[TASK DIRECTIONS]: Copy out the lines below, word for word, from the line containing "Please segment every instance of the orange" through the end of the items, both ends included.

+++

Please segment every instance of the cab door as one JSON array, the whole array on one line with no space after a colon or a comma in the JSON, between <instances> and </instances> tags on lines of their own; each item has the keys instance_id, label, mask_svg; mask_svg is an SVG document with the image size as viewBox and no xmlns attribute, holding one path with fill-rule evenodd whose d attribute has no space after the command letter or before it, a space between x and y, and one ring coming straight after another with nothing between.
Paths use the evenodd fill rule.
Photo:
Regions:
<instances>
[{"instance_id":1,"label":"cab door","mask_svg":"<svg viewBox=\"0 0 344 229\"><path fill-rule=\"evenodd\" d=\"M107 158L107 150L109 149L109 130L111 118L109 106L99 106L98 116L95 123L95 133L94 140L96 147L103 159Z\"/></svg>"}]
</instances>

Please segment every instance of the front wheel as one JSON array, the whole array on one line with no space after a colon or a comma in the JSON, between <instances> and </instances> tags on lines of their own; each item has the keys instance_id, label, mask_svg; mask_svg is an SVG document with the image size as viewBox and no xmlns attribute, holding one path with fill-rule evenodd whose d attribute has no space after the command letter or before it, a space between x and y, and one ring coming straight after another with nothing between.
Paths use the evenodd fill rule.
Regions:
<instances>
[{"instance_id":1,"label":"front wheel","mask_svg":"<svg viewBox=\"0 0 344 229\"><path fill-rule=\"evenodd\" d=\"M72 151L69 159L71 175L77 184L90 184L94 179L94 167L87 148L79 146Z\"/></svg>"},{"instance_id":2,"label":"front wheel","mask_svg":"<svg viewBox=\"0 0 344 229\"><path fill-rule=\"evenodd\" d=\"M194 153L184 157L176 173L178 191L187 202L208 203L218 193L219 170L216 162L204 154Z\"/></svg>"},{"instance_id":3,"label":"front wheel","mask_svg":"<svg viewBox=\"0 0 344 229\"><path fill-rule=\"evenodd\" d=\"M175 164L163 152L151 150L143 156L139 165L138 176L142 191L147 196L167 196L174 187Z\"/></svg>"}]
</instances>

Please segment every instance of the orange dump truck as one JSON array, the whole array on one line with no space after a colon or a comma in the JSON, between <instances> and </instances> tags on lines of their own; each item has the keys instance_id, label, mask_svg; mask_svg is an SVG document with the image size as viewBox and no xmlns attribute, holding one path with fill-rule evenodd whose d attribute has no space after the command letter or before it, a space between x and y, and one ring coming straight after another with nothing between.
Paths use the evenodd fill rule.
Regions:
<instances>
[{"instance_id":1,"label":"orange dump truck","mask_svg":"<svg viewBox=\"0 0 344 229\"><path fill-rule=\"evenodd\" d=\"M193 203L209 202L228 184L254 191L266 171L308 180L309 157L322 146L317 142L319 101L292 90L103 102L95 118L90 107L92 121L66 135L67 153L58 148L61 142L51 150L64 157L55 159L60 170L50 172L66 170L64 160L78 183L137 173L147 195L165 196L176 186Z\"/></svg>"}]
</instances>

+++

[FINISHED TASK]:
Please segment every instance of the orange dump truck as one JSON array, the whole array on one line with no space after a colon or a comma in the JSON, between <instances> and </instances> tags on lines of their own; each item has the keys instance_id, label, mask_svg; mask_svg is an SVG document with the image size as viewBox and no xmlns attribute, holding one path with fill-rule evenodd whose d attribute has no space after the command letter or before it, a space between x and y, and one ring coming straight after another with nothing between.
Paths use the evenodd fill rule.
Regions:
<instances>
[{"instance_id":1,"label":"orange dump truck","mask_svg":"<svg viewBox=\"0 0 344 229\"><path fill-rule=\"evenodd\" d=\"M193 203L209 202L228 184L254 191L266 171L308 180L309 157L322 146L317 142L319 101L292 90L103 102L95 118L90 107L92 121L66 135L67 153L58 148L61 142L51 150L64 157L55 159L60 170L50 172L66 170L64 160L78 183L137 173L147 195L165 196L176 186Z\"/></svg>"}]
</instances>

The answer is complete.